__Description of the task__
Rewrite the stretch of the records from the line containing "Target: distant tree" through the end as a JSON list of strings, with one string per line and blank lines omitted.

__Raw records__
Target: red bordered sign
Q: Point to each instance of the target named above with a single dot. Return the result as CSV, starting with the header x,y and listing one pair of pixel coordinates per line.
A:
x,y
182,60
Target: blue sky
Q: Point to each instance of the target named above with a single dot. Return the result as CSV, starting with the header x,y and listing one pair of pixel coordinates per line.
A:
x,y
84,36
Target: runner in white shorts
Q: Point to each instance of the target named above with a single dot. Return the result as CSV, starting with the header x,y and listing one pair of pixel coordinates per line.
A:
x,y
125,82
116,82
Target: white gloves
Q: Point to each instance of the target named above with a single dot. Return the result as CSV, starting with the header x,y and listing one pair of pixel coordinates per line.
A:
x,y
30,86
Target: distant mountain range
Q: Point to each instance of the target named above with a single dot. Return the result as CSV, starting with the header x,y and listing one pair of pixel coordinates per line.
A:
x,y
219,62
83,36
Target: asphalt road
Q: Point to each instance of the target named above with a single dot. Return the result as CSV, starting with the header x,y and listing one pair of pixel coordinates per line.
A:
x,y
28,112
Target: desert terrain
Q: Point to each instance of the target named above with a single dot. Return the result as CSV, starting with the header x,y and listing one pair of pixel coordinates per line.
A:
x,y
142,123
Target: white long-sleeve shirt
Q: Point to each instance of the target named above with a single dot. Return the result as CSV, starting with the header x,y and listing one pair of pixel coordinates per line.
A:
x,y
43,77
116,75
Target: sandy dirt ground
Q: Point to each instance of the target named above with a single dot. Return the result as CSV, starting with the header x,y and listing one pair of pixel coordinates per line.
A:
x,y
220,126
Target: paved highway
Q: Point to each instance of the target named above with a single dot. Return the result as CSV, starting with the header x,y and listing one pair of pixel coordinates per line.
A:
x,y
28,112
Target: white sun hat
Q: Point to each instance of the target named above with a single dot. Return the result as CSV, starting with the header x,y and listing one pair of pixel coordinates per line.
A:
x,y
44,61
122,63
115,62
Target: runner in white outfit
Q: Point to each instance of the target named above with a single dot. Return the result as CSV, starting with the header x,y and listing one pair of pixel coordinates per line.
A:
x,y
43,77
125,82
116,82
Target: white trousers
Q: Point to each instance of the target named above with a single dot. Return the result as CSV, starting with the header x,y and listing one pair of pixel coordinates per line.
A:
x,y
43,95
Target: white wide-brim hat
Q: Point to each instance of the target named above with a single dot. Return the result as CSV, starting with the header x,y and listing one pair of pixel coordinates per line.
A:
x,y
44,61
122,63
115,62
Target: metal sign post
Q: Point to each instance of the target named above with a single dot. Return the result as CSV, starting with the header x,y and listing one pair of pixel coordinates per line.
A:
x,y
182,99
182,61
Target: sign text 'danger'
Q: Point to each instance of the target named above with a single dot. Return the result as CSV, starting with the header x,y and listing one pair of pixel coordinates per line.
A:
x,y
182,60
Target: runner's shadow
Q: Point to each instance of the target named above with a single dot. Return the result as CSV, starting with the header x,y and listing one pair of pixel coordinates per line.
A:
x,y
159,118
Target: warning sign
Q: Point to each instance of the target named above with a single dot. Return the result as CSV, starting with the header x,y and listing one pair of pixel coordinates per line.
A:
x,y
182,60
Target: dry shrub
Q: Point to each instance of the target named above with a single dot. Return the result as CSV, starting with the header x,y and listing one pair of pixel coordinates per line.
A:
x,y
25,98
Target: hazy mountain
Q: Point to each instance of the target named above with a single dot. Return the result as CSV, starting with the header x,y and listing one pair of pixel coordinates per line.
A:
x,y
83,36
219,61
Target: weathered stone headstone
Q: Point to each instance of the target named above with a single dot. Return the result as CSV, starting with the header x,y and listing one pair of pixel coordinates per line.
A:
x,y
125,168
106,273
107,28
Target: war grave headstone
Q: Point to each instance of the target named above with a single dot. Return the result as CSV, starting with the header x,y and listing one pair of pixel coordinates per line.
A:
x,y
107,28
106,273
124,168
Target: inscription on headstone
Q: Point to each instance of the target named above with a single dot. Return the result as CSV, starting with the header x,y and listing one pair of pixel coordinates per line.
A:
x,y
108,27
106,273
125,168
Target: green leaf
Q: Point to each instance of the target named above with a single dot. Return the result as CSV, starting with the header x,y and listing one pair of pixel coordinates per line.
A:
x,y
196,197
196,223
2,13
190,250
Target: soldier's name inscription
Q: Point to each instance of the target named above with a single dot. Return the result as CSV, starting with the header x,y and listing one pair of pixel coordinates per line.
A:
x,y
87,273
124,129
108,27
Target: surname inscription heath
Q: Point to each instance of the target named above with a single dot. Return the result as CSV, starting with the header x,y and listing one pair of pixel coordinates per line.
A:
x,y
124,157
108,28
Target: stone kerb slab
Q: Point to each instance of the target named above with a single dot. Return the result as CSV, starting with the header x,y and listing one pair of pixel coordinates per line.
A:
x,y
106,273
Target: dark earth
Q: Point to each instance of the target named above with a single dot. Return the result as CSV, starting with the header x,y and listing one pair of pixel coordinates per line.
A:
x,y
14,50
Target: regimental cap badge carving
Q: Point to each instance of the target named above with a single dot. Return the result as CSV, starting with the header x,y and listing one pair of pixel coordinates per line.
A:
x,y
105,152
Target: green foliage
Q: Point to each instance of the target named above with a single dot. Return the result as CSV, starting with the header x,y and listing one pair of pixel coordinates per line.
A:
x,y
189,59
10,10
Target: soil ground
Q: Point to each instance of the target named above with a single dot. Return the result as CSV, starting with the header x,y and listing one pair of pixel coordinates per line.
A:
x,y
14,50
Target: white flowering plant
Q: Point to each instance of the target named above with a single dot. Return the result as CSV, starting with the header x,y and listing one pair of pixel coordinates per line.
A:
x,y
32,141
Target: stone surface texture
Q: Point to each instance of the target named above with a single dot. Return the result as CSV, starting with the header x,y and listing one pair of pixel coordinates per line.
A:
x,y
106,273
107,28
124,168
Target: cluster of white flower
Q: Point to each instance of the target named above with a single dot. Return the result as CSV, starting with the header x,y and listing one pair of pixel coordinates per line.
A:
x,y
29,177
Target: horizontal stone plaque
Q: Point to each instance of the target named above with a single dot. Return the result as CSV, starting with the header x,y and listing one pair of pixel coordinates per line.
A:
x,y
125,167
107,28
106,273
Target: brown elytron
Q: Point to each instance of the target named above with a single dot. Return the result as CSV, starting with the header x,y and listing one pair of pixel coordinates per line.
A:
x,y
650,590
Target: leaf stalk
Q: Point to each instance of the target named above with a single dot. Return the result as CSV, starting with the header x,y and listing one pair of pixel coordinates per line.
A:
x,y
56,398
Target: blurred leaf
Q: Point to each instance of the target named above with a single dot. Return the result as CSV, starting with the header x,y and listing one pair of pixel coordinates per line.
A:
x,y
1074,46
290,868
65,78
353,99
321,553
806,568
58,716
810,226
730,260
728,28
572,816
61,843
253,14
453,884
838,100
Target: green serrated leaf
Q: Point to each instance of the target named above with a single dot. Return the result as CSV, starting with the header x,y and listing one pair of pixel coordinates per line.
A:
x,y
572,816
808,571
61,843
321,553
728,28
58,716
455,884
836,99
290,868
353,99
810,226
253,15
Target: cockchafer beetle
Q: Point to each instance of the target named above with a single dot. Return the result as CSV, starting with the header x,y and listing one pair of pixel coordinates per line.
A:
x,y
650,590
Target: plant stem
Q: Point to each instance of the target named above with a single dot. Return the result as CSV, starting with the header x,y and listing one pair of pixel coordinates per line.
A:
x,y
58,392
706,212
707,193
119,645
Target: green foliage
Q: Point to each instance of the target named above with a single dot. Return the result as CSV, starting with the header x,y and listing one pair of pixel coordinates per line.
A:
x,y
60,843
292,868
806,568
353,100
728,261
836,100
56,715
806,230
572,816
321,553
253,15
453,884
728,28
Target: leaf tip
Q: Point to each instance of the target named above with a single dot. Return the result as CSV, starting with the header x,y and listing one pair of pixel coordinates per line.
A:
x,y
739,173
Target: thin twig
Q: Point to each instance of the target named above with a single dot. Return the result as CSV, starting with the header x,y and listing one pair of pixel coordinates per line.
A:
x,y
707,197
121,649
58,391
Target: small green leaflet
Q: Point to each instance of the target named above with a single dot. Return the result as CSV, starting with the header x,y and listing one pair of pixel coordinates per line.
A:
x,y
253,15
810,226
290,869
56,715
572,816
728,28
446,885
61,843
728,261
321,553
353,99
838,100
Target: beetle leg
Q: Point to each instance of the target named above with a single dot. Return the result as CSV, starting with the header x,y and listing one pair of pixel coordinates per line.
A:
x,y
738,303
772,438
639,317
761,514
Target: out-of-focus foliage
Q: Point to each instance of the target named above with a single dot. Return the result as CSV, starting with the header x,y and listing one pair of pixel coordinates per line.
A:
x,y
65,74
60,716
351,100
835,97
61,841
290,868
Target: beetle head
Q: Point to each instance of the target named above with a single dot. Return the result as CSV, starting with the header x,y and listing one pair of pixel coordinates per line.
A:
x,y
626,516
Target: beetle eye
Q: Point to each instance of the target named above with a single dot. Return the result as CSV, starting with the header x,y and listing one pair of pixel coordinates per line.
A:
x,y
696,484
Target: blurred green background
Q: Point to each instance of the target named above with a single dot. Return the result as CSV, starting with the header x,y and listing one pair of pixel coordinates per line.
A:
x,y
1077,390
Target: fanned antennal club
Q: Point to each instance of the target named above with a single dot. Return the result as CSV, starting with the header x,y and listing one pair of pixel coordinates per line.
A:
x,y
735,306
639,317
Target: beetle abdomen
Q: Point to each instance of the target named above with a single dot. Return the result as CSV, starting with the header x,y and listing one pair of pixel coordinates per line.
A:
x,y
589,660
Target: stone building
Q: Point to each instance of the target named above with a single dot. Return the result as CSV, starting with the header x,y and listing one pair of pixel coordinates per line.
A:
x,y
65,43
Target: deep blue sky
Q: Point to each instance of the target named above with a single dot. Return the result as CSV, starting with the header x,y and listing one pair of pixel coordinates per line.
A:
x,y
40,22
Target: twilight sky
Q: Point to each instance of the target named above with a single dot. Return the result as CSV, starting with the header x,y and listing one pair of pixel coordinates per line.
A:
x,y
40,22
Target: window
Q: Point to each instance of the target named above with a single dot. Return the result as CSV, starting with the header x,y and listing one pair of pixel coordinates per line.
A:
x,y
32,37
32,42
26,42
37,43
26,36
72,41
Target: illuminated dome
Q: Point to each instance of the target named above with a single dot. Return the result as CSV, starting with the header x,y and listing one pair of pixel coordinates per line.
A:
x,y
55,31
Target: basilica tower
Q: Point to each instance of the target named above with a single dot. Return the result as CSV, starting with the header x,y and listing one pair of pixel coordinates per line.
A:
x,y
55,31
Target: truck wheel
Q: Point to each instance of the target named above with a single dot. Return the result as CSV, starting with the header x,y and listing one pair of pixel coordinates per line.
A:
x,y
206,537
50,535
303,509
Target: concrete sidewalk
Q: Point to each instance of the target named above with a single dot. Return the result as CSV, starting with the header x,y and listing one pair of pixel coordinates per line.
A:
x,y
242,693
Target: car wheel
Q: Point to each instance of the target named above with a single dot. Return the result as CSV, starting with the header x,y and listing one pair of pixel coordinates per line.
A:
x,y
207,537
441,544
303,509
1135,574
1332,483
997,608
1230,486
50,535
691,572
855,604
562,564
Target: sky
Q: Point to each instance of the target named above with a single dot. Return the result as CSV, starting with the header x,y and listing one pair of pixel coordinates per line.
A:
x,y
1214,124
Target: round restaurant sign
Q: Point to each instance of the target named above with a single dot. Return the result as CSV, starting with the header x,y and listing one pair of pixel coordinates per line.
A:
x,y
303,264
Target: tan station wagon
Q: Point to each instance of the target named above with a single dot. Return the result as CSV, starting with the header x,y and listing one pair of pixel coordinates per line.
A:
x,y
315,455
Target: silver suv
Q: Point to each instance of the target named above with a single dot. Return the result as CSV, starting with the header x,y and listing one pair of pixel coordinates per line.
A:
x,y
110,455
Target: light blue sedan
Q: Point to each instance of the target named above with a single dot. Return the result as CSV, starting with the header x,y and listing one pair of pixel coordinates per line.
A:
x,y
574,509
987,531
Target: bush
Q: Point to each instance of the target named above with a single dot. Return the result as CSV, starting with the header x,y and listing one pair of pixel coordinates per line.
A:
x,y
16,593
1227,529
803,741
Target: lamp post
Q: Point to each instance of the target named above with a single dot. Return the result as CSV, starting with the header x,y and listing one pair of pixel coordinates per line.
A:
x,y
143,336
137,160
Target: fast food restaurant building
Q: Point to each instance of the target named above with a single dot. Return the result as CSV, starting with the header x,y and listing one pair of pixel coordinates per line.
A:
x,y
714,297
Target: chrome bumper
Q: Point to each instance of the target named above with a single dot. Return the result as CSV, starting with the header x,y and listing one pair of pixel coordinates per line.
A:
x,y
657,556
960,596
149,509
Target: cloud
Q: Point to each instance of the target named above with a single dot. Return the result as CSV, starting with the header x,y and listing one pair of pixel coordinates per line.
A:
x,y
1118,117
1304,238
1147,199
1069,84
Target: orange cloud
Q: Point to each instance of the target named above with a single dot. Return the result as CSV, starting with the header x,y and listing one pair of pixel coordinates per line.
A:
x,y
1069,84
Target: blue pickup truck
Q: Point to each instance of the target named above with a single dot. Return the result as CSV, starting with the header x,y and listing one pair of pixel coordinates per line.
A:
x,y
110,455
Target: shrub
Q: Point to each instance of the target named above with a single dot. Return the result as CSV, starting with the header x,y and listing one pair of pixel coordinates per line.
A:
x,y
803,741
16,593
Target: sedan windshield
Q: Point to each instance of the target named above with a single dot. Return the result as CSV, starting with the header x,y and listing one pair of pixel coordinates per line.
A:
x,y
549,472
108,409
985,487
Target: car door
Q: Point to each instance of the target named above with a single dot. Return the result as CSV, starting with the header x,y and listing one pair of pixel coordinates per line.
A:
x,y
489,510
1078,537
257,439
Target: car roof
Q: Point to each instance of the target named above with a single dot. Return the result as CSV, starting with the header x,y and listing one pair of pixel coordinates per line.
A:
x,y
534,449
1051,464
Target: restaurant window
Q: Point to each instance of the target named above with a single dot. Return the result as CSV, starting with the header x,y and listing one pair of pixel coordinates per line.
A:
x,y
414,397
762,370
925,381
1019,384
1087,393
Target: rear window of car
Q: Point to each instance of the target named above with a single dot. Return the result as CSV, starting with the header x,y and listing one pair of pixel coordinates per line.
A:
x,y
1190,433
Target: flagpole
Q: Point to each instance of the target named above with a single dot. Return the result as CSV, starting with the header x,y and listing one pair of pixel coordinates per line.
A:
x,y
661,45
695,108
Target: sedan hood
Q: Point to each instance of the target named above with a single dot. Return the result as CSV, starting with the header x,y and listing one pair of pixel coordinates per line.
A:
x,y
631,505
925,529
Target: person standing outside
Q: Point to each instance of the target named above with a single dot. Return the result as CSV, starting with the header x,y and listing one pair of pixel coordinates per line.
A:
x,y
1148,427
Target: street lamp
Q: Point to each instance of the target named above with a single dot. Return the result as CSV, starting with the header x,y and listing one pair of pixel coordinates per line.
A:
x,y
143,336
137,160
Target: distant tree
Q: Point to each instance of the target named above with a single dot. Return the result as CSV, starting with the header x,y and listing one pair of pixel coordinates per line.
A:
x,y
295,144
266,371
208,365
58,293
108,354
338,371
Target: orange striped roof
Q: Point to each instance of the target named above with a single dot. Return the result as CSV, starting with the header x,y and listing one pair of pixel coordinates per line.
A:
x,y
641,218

__Result below__
[
  "Target: distant tree",
  "Q: Point to each instance of the target named above with a single dot. Return the result as CSV, starting with the header x,y and listing one pair of pixel coordinates per line.",
  "A:",
  "x,y",
  "295,144",
  "266,371",
  "208,365",
  "58,293",
  "108,354",
  "338,371",
  "Target: orange striped roof",
  "Q: Point to each instance of the target named above with a single dot. Return the result as CSV, starting with the header x,y and listing one pair of pixel coordinates per line.",
  "A:",
  "x,y",
  "641,218"
]